● PASSAGE PROVIDED
| By Bishop Steven J. Raica

From ‘Ugly Duckling’ to ‘Beautiful Swan’

Bishop Blesses New Chapel

On Sept. 7, Bishop Raica celebrated Mass at St. Ignatius Chapel in Huntsville, blessing the newly renovated chapel’s altar. The chapel will primarily serve college students, especially those attending the University of Alabama in Huntsville (UAH). The complete text of the bishop’s homily follows herein.

Dear friends, thank you for the invitation to be here tonight to bless St. Ignatius Chapel for use in Catholic ministry to the collegians here at UAH and for collegians throughout the greater Huntsville area. Thank you, Father Bryan Lowe and your creative team here who transformed this ugly duckling into a beautiful swan! Welcome Father Antony, Father Joe, Deacon Greg, and others who are part of the campus ministry team here. When I came here a year ago, we blessed the Center and afterward took a walk through the back yard to “this old house.” It sounds like this fixer-upper would have made a good episode on HGTV! Those who have a vivid imagination and creativity were able to dream about what it could become. What, for some, seemed tired, old, useless, and lacking hope, others saw as an opportunity for it to be resurrected to new life. They saw potential and what could be. Through their hard work, they spruced it up into a dignified and worthy place. Now a new chapter begins for students, pastoral leaders, and friends to gather for prayer, for Mass, to encounter Christ, exploring questions about faith and the purpose of life. It is a moment to share our faith stories and encourage one another as fellow pilgrims on the way. It is an attractive, inviting place of hospitality. It is the fulfillment of a dream.

Our lives are a lot like that. What we considered irredeemable, the Lord, through His embrace and mercy, can transform into value and dignity. While we may give up on old buildings, God never gives up on us!

● PROVIDED INFORMATION
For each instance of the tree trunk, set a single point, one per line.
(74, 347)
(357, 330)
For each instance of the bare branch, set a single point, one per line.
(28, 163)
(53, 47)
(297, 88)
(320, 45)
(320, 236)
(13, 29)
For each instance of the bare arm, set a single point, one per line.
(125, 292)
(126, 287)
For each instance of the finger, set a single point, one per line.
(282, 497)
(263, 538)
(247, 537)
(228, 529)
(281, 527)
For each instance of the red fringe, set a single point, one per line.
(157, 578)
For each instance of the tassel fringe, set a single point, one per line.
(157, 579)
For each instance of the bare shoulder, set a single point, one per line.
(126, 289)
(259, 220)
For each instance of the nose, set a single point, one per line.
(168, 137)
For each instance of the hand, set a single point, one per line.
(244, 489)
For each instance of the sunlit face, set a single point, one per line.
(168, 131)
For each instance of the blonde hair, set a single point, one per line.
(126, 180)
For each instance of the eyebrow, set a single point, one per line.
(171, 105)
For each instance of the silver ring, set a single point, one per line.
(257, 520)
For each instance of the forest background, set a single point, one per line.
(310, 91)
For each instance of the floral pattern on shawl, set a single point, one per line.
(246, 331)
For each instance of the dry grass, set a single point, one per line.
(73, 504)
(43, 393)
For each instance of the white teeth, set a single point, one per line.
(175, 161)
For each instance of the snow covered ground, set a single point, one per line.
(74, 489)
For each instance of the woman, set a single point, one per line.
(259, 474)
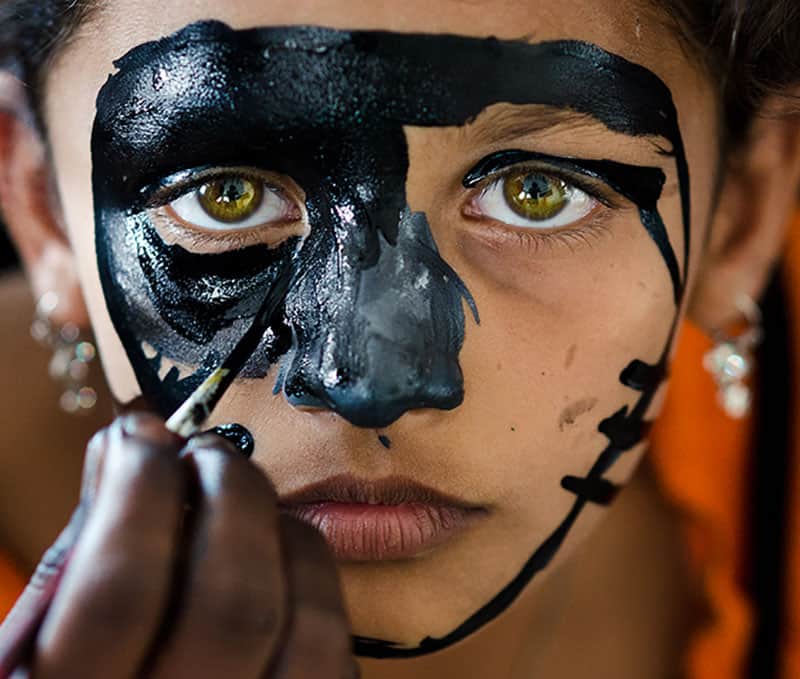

● WHAT TO PRODUCE
Answer these questions from the article on the chapel blessing:
1. On what date did Bishop Raica celebrate Mass at St. Ignatius Chapel?
2. Which priest does the bishop thank, together with his creative team, for the chapel's transformation?
3. What was blessed when the bishop visited a year earlier?

● EXERCISE RESULT
1. Sept. 7.
2. Father Bryan Lowe.
3. The Center.